START Records

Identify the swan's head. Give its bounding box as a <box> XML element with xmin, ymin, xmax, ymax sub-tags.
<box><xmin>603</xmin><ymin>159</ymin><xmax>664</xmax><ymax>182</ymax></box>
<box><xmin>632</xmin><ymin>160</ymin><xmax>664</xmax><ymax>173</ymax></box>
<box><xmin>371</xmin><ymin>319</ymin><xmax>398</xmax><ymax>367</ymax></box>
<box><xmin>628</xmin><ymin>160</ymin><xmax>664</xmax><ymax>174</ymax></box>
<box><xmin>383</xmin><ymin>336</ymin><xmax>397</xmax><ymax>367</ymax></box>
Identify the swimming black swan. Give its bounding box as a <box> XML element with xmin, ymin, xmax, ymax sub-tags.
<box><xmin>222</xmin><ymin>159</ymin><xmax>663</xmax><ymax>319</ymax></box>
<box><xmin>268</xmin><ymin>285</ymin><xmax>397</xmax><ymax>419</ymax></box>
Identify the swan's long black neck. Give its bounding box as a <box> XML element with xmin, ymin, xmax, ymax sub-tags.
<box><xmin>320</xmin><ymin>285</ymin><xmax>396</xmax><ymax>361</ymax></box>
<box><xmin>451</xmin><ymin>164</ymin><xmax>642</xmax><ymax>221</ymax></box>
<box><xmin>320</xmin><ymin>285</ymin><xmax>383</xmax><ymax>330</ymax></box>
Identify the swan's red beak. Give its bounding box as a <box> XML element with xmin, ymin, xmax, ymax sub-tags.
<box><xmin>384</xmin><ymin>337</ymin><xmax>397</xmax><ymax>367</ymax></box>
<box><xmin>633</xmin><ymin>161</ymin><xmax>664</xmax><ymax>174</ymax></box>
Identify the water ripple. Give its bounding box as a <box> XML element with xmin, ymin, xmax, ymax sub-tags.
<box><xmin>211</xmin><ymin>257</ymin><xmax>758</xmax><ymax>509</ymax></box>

END Records

» **What you have to do**:
Repeat the line that contains "Identify the swan's red", then every line after it until the records end, with nothing added.

» **Expected answer**:
Identify the swan's red beak. Give its bounding box as a <box> XML element with xmin, ymin, xmax, ymax sub-tags.
<box><xmin>384</xmin><ymin>337</ymin><xmax>397</xmax><ymax>367</ymax></box>
<box><xmin>633</xmin><ymin>161</ymin><xmax>664</xmax><ymax>174</ymax></box>
Identify the water ripple. Give its bounding box as a <box> XML element with xmin, ymin, xmax, ymax sub-tags.
<box><xmin>211</xmin><ymin>257</ymin><xmax>758</xmax><ymax>509</ymax></box>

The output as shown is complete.